Instructions for the task
Add 36 to every bounding box coordinate, and rewrite the material starting at the line containing "UI grounding task. Element to find: cluster" and ending at the line containing "[813,59,906,81]", with the request lines copied unchanged.

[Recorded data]
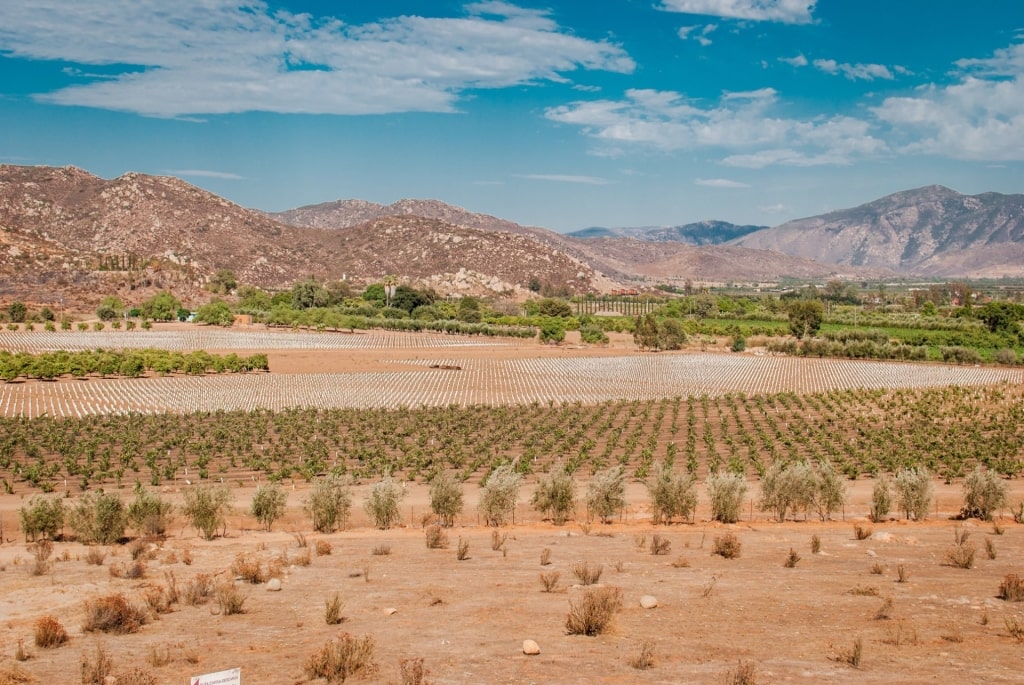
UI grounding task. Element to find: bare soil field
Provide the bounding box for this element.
[0,326,1024,685]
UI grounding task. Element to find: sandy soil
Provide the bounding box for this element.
[0,480,1024,685]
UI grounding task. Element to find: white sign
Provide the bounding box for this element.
[188,669,242,685]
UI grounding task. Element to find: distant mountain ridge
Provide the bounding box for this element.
[566,220,768,245]
[731,185,1024,277]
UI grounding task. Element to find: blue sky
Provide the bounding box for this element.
[0,0,1024,231]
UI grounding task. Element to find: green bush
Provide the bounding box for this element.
[181,485,231,540]
[304,475,352,532]
[128,485,174,536]
[249,483,288,530]
[529,465,575,525]
[587,466,626,523]
[893,466,935,521]
[478,464,522,526]
[647,462,697,523]
[69,490,128,545]
[362,476,406,530]
[961,466,1010,521]
[430,471,463,528]
[708,471,746,523]
[18,497,65,543]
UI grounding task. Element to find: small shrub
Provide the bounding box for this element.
[18,497,65,543]
[478,464,522,527]
[324,593,345,626]
[629,640,654,671]
[836,637,864,669]
[874,597,893,620]
[647,462,697,524]
[722,661,758,685]
[183,573,214,606]
[304,633,377,683]
[998,573,1024,602]
[32,538,53,575]
[587,466,626,523]
[70,491,128,545]
[572,561,604,585]
[362,476,406,530]
[217,582,249,616]
[231,552,267,585]
[181,485,231,540]
[945,544,978,568]
[871,473,893,523]
[430,471,463,528]
[249,483,288,530]
[33,616,68,649]
[712,532,742,559]
[893,466,935,521]
[80,643,114,685]
[529,465,575,525]
[650,534,672,555]
[961,466,1010,521]
[128,486,174,537]
[424,523,449,550]
[304,476,352,532]
[565,587,623,636]
[541,571,562,592]
[82,594,146,635]
[707,472,746,523]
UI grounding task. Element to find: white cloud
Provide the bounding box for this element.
[659,0,817,24]
[801,55,892,81]
[778,54,808,67]
[167,169,245,181]
[872,44,1024,162]
[519,174,611,185]
[545,88,886,168]
[693,178,751,188]
[0,0,635,117]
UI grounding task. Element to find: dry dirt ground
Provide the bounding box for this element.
[0,480,1024,685]
[0,323,1024,685]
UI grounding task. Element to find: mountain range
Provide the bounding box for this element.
[0,165,1024,302]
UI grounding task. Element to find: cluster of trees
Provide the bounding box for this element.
[0,349,269,383]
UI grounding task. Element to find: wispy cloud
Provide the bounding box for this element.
[166,169,245,181]
[693,178,751,188]
[0,0,635,117]
[678,24,718,47]
[659,0,817,24]
[519,174,611,185]
[545,88,886,168]
[813,59,906,81]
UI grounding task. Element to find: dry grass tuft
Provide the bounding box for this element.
[541,571,562,592]
[305,633,377,683]
[565,587,623,636]
[33,616,68,649]
[82,594,146,635]
[629,640,654,671]
[572,561,604,585]
[998,573,1024,602]
[324,592,345,626]
[711,532,742,559]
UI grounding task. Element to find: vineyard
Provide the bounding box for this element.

The completed task
UI grounding task. Element to find: cluster of trees
Provide the bounding box for this element.
[36,385,305,419]
UI grounding task. Element to find: wispy cloud
Provide the bounding box for this element.
[202,205,281,217]
[729,214,787,224]
[36,36,671,153]
[714,60,754,83]
[695,36,853,60]
[555,210,647,221]
[581,124,922,204]
[849,95,942,117]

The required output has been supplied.